Reducing a Logical Volume
CAUTION:
Before you reduce a logical volume, you must notify the users of that logical volume.
For example, before reducing a logical volume that contains a file system, back up the file system.
Even if the file system currently occupies less space than the new (reduced) size of the logical
volume, you will almost certainly lose data when you reduce the logical volume. See
“Administering
File System Logical Volumes” (page 97)
and
“Administering Swap Logical Volumes” (page 101)
for the appropriate procedures for file systems and swap devices.
To reduce a logical volume, follow these steps:
1.
To find out what applications are using the logical volume, use the
fuser
command. For
example:
# fuser -cu /dev/vg01/lvol5
If the logical volume is in use, ensure the underlying applications can handle the size reduction.
You might have to stop the applications.
2.
Decide on the new size of the logical volume.
For example, if the logical volume is mounted to a file system, the new size must be greater
than the space the data in the file system currently occupies. The
bdf
command shows the
size of all mounted volumes. The first column shows the space allocated to the volume; the
second shows how much is actually being used. The new size of the logical volume must be
larger than the size shown in the second column of the
bdf
output.
3.
Reduce the size of the logical volume as follows:
# lvreduce -L 500 /dev/vg01/lvol5
This command reduces the logical volume
/dev/vg01/lvol5
to 500 MB.

━━━━━━━━━━━━━━━━

### Complete the following:
A – For each statement below, say whether it agrees with the passage on reducing a logical volume, answering yes or no and quoting the deciding words of the passage: (i) Users of a logical volume must be notified before it is reduced. (ii) The fuser command shows the size of all mounted volumes. (iii) The new size of the logical volume must be smaller than the space the data currently uses.
B – From the passage on reducing a logical volume, extract word for word the span that begins at the words "To reduce a" and stops after "of the logical volume.".

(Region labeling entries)

━━━━━━━━━━━━━━━━

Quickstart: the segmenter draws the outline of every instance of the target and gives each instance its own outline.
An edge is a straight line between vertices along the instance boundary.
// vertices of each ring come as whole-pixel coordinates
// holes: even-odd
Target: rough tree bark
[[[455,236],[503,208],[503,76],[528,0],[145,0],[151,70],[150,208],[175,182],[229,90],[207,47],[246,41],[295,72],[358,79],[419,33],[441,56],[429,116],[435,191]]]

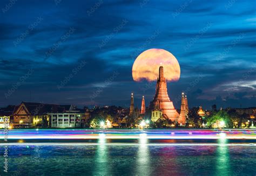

━━━━━━━━━━━━━━━━

### Response list:
A –
(i) Yes: "Before you reduce a logical volume, you must notify the users of that logical volume."
(ii) No: "The bdf command shows the size of all mounted volumes."
(iii) No: "The new size of the logical volume must be larger than the size shown in the second column of the bdf output."

B –
To reduce a logical volume, follow these steps:
1.
To find out what applications are using the logical volume, use the
fuser
command. For
example:
# fuser -cu /dev/vg01/lvol5
If the logical volume is in use, ensure the underlying applications can handle the size reduction.
You might have to stop the applications.
2.
Decide on the new size of the logical volume.